* TASK GOAL: All lines from the one with "Give the innermost point of each instance of the flower" through the last line of the data below should be copied exactly; please add nothing.

Items from a dataset
-- -- --
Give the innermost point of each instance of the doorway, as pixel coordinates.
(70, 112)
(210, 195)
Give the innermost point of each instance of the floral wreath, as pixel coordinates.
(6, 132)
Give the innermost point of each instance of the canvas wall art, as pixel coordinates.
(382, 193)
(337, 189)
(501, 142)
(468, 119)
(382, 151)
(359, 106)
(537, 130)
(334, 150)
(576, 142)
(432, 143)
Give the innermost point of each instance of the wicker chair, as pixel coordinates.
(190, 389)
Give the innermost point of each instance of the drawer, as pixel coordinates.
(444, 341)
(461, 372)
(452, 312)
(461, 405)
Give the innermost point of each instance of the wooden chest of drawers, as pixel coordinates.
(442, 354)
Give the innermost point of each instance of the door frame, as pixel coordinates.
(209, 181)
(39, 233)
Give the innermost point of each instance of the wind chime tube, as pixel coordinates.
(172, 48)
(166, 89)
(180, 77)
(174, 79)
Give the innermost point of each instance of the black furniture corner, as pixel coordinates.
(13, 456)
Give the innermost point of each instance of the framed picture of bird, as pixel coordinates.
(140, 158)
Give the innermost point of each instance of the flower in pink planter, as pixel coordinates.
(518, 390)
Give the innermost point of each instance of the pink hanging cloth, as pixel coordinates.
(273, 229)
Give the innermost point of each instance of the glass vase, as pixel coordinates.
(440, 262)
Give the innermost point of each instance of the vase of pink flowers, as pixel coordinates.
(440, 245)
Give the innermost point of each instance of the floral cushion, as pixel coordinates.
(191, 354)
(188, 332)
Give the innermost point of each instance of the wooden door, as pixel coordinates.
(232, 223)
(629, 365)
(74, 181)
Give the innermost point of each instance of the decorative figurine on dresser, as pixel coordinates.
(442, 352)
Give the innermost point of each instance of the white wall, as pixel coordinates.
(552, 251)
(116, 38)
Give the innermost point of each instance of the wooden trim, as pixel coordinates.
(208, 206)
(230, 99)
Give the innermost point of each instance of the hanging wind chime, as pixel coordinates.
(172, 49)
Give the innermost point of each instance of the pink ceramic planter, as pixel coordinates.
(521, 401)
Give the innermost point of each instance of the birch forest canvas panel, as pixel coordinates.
-- -- --
* RESULT BELOW:
Give the innermost point of each instance of the flower in pink planter, as pixel coordinates.
(518, 390)
Give the innermost point of each instance of the pink hanging cloth, as pixel coordinates.
(273, 229)
Give the innermost point of each instance of the glass vase, as pixel coordinates.
(440, 262)
Give the innermost point of each instance of the vase of pink flowers, as pixel coordinates.
(440, 245)
Give the innermost point of each instance of the floral cushion, as pixel coordinates.
(191, 354)
(188, 332)
Give the innermost point of each instance of the wooden door, as pixel coordinates.
(232, 223)
(629, 365)
(74, 181)
Give the innermost point of each instance of the decorative figurine on dresser, as pixel coordinates.
(442, 352)
Give the innermost point of each instance of the white wall, as pixel coordinates.
(552, 251)
(116, 38)
Give the innermost point of each instance of the wooden trim, as pixel coordinates.
(208, 206)
(230, 99)
Give the innermost point of each instance of the hanging wind chime, as pixel coordinates.
(172, 49)
Give the innermost point of each instance of the pink ceramic planter, as pixel coordinates.
(521, 401)
Give the innermost point of each instance of the birch forest canvas panel, as pixel coordinates.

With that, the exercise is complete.